Copy each of the following records line for line, without changing anything.

======== Data section

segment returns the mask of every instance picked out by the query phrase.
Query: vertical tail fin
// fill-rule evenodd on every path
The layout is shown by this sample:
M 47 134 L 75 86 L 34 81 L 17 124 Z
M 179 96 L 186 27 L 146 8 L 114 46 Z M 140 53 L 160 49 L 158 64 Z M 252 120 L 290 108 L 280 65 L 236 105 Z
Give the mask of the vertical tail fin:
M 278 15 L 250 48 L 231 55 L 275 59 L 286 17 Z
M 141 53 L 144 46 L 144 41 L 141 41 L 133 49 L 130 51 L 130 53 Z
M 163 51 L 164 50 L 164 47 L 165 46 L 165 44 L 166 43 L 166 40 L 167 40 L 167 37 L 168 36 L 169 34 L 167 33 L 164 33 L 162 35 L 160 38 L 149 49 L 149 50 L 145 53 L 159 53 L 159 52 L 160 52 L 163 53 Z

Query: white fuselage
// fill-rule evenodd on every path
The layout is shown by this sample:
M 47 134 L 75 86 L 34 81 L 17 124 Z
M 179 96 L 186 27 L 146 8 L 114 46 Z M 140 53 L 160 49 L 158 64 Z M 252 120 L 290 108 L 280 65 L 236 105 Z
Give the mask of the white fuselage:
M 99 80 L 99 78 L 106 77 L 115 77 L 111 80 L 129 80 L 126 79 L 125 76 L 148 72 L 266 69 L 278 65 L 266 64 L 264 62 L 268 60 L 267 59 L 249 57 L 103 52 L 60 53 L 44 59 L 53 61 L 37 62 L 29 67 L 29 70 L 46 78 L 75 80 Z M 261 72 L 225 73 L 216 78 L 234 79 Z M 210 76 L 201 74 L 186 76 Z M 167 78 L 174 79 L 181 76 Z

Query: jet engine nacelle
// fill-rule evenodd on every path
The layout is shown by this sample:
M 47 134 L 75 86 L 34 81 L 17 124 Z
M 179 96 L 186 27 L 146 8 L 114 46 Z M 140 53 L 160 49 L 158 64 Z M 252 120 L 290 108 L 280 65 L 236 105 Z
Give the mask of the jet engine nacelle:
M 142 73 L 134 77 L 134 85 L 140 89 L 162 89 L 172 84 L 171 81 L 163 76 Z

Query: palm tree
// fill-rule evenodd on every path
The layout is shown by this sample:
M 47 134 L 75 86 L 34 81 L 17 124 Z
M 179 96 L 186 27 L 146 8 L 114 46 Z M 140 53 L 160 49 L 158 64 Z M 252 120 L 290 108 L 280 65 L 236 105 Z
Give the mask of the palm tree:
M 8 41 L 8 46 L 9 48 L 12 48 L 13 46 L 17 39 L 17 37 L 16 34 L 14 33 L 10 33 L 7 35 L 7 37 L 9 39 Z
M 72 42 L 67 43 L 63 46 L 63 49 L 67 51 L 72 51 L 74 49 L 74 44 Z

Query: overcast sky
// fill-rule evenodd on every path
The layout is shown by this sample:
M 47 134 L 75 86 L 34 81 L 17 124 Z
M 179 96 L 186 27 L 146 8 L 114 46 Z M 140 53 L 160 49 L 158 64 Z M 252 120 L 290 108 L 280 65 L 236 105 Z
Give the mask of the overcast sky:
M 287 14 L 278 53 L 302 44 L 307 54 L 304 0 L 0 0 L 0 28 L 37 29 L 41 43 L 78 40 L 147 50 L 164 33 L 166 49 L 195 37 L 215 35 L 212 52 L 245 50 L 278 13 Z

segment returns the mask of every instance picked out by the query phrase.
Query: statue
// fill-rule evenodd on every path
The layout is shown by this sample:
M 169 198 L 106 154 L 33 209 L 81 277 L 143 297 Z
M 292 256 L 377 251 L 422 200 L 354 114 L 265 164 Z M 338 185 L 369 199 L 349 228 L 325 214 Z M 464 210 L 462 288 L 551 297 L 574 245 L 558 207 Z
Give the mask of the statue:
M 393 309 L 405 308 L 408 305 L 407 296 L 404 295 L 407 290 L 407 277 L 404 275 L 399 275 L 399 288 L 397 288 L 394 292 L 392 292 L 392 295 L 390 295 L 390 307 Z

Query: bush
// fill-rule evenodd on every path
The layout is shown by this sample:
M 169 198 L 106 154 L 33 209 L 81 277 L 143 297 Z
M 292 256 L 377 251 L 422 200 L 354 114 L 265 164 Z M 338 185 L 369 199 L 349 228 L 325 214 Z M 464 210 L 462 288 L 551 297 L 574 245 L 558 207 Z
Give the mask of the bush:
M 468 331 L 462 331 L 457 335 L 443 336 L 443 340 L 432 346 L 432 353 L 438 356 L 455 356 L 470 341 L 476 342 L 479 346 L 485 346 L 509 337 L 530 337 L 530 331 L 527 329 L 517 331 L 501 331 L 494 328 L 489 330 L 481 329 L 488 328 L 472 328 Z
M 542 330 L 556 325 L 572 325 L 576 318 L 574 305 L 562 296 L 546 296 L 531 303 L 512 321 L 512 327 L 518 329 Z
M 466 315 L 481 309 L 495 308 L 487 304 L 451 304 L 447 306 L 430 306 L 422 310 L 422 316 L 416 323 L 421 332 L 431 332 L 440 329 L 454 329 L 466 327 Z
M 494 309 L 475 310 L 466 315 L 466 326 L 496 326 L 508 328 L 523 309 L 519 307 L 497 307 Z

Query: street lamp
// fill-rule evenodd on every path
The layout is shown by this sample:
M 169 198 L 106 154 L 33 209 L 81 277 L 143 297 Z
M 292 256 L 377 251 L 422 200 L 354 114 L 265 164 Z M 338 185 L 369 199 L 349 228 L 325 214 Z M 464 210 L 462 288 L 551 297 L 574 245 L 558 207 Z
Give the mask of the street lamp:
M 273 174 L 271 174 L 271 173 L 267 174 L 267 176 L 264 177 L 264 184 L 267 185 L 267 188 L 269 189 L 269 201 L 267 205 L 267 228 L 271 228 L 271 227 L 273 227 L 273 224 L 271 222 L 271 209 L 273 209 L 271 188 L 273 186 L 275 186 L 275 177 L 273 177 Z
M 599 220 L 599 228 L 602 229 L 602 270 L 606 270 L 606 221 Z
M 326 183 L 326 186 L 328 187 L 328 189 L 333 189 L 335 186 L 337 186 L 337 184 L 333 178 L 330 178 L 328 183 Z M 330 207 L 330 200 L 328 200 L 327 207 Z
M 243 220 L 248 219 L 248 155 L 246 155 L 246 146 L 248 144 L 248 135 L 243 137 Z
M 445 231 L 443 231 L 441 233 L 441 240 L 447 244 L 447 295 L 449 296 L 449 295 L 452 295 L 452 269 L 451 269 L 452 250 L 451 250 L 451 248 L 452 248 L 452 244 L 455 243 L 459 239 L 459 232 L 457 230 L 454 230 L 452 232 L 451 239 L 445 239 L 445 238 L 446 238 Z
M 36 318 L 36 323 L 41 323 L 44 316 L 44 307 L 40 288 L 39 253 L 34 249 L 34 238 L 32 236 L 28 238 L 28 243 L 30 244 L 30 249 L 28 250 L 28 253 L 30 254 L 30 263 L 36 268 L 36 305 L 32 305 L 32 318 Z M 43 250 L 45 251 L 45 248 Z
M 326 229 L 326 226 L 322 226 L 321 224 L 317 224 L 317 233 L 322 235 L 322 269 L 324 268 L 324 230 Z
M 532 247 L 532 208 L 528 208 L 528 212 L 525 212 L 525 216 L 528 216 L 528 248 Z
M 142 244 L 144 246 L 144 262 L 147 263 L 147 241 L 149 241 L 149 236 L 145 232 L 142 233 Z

================

**Completed exercise**
segment returns the mask of every instance picked out by the query phrase.
Query: vertical tail fin
// fill-rule evenodd on every path
The layout is shown by this sample:
M 47 134 L 75 86 L 34 81 L 17 124 Z
M 179 96 L 186 27 L 146 8 L 114 46 Z M 140 53 L 160 49 L 158 64 Z M 252 120 L 290 108 L 280 65 L 236 105 Z
Give the mask of the vertical tail fin:
M 278 15 L 250 48 L 231 55 L 275 59 L 286 17 Z
M 141 53 L 144 46 L 144 41 L 141 41 L 133 49 L 130 51 L 130 53 Z
M 163 51 L 164 50 L 164 47 L 165 46 L 165 44 L 166 43 L 166 40 L 167 40 L 167 37 L 168 36 L 169 34 L 167 33 L 164 33 L 162 35 L 160 38 L 149 49 L 149 50 L 145 53 L 159 53 L 159 52 L 160 52 L 163 53 Z

Query: white fuselage
// fill-rule evenodd on every path
The layout is shown by this sample:
M 47 134 L 75 86 L 34 81 L 17 124 Z
M 179 96 L 186 27 L 146 8 L 114 46 Z M 140 53 L 160 49 L 158 64 Z M 252 120 L 290 108 L 280 65 L 236 105 Z
Give the mask of the white fuselage:
M 99 80 L 99 78 L 106 77 L 115 77 L 111 80 L 129 80 L 126 79 L 125 76 L 148 72 L 266 69 L 278 65 L 266 64 L 264 62 L 268 60 L 267 59 L 249 57 L 103 52 L 60 53 L 44 59 L 53 61 L 37 62 L 29 67 L 29 70 L 46 78 L 75 80 Z M 261 72 L 225 73 L 216 78 L 234 79 Z M 210 76 L 201 74 L 186 76 Z M 167 78 L 174 79 L 181 76 Z

Query: jet engine nacelle
// fill-rule evenodd on every path
The layout is shown by this sample:
M 47 134 L 75 86 L 34 81 L 17 124 Z
M 179 96 L 186 27 L 146 8 L 114 46 Z M 140 53 L 160 49 L 158 64 Z M 252 120 L 290 108 L 280 65 L 236 105 Z
Give the mask of the jet engine nacelle:
M 142 73 L 134 77 L 134 85 L 140 89 L 162 89 L 172 84 L 171 81 L 163 76 Z

Query: palm tree
// fill-rule evenodd on every path
The layout is shown by this sample:
M 47 134 L 75 86 L 34 81 L 17 124 Z
M 179 96 L 186 27 L 146 8 L 114 46 Z M 140 53 L 160 49 L 158 64 Z M 252 120 L 290 108 L 280 65 L 236 105 Z
Give the mask of the palm tree:
M 8 41 L 8 46 L 9 48 L 12 48 L 13 46 L 17 39 L 17 37 L 16 34 L 14 33 L 10 33 L 7 35 L 7 37 L 9 39 Z
M 72 42 L 67 43 L 63 46 L 63 49 L 67 51 L 72 51 L 74 49 L 74 44 Z

Query: overcast sky
// fill-rule evenodd on every path
The layout is shown by this sample:
M 47 134 L 75 86 L 34 81 L 17 124 Z
M 179 96 L 186 27 L 146 8 L 114 46 Z M 140 53 L 160 49 L 158 64 Z M 252 120 L 290 108 L 280 65 L 236 105 Z
Give the mask of the overcast sky:
M 287 14 L 278 53 L 302 44 L 307 54 L 304 0 L 0 0 L 0 28 L 37 29 L 41 43 L 78 40 L 147 50 L 164 33 L 166 49 L 195 37 L 215 35 L 212 52 L 245 50 L 278 13 Z

segment returns the mask of every instance picked out by the query phrase.
Query: statue
// fill-rule evenodd on every path
The layout is shown by this sample:
M 169 198 L 106 154 L 33 209 L 81 277 L 143 297 Z
M 292 256 L 377 251 L 422 200 L 354 114 L 265 164 Z M 338 185 L 369 199 L 349 228 L 325 214 Z M 464 210 L 462 288 L 551 297 L 574 245 L 558 207 Z
Give the mask of the statue:
M 393 309 L 405 308 L 408 305 L 407 296 L 404 295 L 407 290 L 407 277 L 404 275 L 399 275 L 399 288 L 397 288 L 394 292 L 392 292 L 392 295 L 390 295 L 390 307 Z

Query: bush
// fill-rule evenodd on every path
The layout is shown by this sample:
M 169 198 L 106 154 L 33 209 L 81 277 L 143 297 Z
M 292 256 L 377 251 L 422 200 L 354 114 L 265 164 Z M 338 185 L 369 199 L 349 228 L 325 214 Z M 464 210 L 462 288 L 551 297 L 574 245 L 558 207 Z
Give the mask of the bush:
M 468 331 L 462 331 L 457 335 L 443 336 L 443 340 L 432 346 L 432 353 L 438 356 L 455 356 L 470 341 L 476 342 L 479 346 L 485 346 L 509 337 L 530 337 L 530 331 L 527 329 L 517 331 L 501 331 L 494 328 L 489 330 L 481 329 L 488 328 L 472 328 Z
M 542 330 L 556 325 L 572 325 L 576 318 L 574 305 L 562 296 L 546 296 L 531 303 L 512 321 L 512 327 L 518 329 Z
M 466 315 L 481 309 L 495 308 L 487 304 L 451 304 L 447 306 L 430 306 L 422 310 L 422 316 L 416 323 L 421 332 L 431 332 L 440 329 L 454 329 L 466 327 Z
M 494 309 L 475 310 L 466 315 L 466 326 L 496 326 L 508 328 L 523 309 L 519 307 L 497 307 Z

Query: street lamp
// fill-rule evenodd on every path
The layout is shown by this sample:
M 169 198 L 106 154 L 33 209 L 81 277 L 143 297 Z
M 292 256 L 377 251 L 422 200 L 354 114 L 265 164 Z M 338 185 L 369 199 L 349 228 L 325 214 Z M 464 210 L 462 288 L 551 297 L 574 245 L 558 207 Z
Give the mask of the street lamp:
M 273 174 L 271 174 L 271 173 L 267 174 L 267 176 L 264 177 L 264 184 L 267 185 L 267 188 L 269 189 L 269 201 L 267 205 L 267 228 L 271 228 L 271 227 L 273 227 L 273 224 L 271 222 L 271 209 L 273 209 L 271 188 L 273 186 L 275 186 L 275 177 L 273 177 Z
M 599 220 L 599 228 L 602 229 L 602 270 L 606 270 L 606 221 Z
M 326 183 L 326 186 L 328 187 L 328 189 L 333 189 L 335 186 L 337 186 L 337 184 L 333 178 L 330 178 L 328 183 Z M 330 207 L 330 200 L 328 200 L 327 207 Z
M 243 220 L 248 219 L 248 155 L 246 155 L 246 146 L 248 144 L 248 135 L 243 137 Z
M 445 231 L 443 231 L 441 233 L 441 240 L 447 244 L 447 295 L 449 296 L 449 295 L 452 295 L 452 269 L 451 269 L 452 250 L 451 250 L 451 248 L 452 248 L 452 244 L 455 243 L 459 239 L 459 232 L 457 230 L 454 230 L 452 232 L 451 239 L 445 239 L 445 238 L 446 238 Z
M 36 318 L 36 323 L 41 323 L 44 316 L 44 307 L 40 288 L 39 253 L 34 249 L 34 238 L 32 236 L 28 238 L 28 243 L 30 244 L 30 249 L 28 250 L 28 253 L 30 254 L 30 263 L 36 268 L 36 305 L 32 305 L 32 318 Z M 43 250 L 45 251 L 45 248 Z
M 326 229 L 326 226 L 322 226 L 321 224 L 317 224 L 317 233 L 322 235 L 322 269 L 324 268 L 324 230 Z
M 532 247 L 532 208 L 528 208 L 528 212 L 525 212 L 525 216 L 528 216 L 528 248 Z
M 142 244 L 144 246 L 144 262 L 147 263 L 147 241 L 149 241 L 149 236 L 145 232 L 142 233 Z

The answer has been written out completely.